• **TASK DETAILS**
Quote the lines below word for word, beginning at the line that contains "For every instance of the wheelchair" and stopping after the line that contains "[[1128, 43]]".

• **INFORMATION SUPPLIED**
********

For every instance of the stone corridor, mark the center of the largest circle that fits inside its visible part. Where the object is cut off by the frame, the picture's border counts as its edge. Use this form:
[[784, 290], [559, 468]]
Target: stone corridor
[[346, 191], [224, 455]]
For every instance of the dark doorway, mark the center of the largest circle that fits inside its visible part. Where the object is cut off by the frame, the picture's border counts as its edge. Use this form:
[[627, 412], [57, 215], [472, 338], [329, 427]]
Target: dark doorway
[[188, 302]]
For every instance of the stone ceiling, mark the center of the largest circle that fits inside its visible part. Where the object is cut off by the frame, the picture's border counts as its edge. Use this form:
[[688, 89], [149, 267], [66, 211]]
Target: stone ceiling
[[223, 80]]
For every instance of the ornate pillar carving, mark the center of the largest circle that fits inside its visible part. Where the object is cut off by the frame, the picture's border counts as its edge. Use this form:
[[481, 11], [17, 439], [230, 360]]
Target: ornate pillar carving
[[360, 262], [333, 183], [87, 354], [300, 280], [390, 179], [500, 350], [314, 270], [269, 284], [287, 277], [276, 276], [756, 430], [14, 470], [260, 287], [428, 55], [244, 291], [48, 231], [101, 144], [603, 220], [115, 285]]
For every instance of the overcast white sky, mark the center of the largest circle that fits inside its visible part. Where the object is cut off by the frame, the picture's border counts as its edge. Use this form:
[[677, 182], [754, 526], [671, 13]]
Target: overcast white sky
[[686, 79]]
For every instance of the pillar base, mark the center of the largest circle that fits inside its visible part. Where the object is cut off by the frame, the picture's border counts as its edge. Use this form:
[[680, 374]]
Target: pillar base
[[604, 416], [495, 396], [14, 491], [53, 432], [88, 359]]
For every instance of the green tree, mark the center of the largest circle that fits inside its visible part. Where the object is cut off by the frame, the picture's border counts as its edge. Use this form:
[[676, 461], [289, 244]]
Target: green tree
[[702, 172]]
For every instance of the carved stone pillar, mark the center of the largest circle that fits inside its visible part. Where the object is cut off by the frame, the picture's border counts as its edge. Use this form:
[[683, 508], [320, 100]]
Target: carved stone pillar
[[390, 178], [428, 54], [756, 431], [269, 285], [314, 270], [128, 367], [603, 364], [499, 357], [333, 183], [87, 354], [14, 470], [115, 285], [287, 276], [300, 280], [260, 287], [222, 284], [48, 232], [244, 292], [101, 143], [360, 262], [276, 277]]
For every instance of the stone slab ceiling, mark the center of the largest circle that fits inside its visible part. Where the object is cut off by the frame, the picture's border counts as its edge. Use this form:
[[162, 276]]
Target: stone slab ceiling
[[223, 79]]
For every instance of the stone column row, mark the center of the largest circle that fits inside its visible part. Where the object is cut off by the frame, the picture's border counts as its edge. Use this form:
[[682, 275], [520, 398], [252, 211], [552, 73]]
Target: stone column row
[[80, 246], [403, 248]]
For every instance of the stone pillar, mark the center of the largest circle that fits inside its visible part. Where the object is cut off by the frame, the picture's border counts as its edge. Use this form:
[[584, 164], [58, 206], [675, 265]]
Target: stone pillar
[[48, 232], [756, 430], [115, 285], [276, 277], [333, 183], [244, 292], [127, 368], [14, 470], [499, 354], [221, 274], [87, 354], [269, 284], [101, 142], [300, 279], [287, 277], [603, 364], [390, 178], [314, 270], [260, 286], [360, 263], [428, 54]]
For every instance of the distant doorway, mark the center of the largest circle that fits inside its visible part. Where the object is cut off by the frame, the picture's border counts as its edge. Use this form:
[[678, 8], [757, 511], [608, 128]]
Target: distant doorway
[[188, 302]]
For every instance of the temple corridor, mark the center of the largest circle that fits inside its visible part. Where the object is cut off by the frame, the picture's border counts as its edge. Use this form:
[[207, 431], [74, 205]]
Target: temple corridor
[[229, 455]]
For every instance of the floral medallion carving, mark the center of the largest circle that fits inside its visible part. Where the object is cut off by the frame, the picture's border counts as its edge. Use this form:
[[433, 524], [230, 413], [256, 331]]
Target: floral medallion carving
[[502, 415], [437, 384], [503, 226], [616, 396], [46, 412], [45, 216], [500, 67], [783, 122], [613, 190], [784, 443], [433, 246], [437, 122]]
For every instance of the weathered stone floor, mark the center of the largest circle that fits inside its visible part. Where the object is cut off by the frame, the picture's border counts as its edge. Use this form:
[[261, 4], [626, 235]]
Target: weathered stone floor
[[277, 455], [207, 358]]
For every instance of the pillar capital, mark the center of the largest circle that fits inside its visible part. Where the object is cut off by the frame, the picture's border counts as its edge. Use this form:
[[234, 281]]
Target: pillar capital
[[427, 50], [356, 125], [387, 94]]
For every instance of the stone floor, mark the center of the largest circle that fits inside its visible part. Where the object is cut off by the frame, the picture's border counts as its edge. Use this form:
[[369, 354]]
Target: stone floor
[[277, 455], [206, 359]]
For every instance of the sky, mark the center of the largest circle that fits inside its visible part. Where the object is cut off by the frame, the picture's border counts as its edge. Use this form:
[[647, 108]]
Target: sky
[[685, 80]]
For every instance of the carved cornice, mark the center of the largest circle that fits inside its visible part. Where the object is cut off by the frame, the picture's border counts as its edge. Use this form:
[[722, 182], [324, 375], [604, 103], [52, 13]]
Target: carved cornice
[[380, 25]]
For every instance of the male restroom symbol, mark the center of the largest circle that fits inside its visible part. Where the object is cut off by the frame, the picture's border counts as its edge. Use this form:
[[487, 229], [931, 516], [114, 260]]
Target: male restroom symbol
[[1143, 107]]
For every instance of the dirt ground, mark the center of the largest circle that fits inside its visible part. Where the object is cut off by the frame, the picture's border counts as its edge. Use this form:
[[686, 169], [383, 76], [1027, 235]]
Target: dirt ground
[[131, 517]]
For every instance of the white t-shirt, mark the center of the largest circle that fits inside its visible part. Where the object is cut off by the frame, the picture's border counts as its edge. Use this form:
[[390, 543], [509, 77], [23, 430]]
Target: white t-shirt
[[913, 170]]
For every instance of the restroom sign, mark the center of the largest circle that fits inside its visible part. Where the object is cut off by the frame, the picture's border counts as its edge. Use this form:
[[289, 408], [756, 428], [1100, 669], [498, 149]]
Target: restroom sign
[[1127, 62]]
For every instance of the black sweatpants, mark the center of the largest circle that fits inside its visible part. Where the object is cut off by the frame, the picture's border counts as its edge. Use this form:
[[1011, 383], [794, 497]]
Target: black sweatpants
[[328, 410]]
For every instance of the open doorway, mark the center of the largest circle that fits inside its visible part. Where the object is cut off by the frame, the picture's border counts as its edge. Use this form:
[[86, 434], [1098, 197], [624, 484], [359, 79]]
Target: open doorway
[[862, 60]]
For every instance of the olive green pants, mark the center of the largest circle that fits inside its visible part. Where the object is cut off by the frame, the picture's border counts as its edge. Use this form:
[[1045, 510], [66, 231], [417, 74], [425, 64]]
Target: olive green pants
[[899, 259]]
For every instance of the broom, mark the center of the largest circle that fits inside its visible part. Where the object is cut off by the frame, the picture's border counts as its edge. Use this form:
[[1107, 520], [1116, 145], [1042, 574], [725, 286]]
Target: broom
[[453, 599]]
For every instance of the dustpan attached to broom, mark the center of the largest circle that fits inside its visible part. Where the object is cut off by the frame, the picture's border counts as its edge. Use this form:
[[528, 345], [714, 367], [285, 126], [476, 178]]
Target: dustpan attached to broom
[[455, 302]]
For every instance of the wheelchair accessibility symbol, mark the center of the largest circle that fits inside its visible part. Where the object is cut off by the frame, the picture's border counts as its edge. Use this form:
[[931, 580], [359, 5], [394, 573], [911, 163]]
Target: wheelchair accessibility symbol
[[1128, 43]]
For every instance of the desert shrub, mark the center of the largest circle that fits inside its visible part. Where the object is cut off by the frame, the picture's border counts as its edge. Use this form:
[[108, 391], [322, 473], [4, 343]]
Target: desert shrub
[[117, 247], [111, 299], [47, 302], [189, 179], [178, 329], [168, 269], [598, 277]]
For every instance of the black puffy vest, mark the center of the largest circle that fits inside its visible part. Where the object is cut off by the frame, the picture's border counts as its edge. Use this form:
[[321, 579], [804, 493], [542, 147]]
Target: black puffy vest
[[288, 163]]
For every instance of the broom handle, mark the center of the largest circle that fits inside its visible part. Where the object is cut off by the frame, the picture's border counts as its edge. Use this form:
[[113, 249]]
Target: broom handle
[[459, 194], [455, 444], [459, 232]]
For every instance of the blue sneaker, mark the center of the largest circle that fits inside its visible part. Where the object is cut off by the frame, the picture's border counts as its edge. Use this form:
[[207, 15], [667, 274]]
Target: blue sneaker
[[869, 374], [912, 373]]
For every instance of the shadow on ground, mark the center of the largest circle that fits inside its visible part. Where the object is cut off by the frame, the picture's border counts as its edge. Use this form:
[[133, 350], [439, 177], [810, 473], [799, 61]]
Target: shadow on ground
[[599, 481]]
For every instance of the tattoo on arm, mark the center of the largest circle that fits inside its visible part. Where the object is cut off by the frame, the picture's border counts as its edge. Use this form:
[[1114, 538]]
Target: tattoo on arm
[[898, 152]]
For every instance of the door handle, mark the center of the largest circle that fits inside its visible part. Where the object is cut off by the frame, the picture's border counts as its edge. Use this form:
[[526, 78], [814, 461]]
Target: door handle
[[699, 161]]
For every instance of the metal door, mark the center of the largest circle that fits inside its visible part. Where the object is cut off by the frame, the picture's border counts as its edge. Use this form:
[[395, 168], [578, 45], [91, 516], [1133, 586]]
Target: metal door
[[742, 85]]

********

• **OUTPUT OF THE TASK**
For every instance of the wheelchair accessibility symbol, mark the center of the largest circle that fits inside its visible part. Where the object is cut off by the frame, the picture's border counts as its edge. Use this form:
[[931, 580], [359, 5], [394, 573], [911, 163]]
Target: wheelchair accessibility symbol
[[1128, 43]]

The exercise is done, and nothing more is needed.